Goal of the exercise
Which of the lines below include "with"? Each one should be copied out.
━━━
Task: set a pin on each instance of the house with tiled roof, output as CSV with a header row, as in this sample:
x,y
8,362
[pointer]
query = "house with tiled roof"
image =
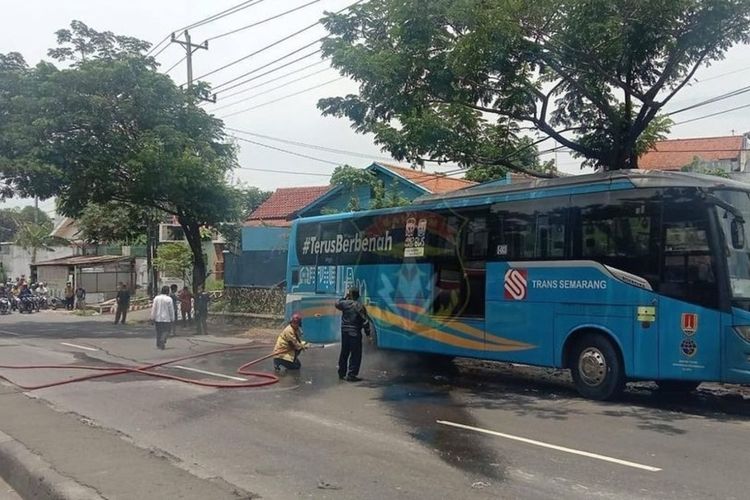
x,y
279,207
728,154
407,183
265,237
━━━
Exercise answer
Task: set a pin on each instance of the house with tiled roof, output as CSV with a header row, as in this sample:
query = "house with tiled roof"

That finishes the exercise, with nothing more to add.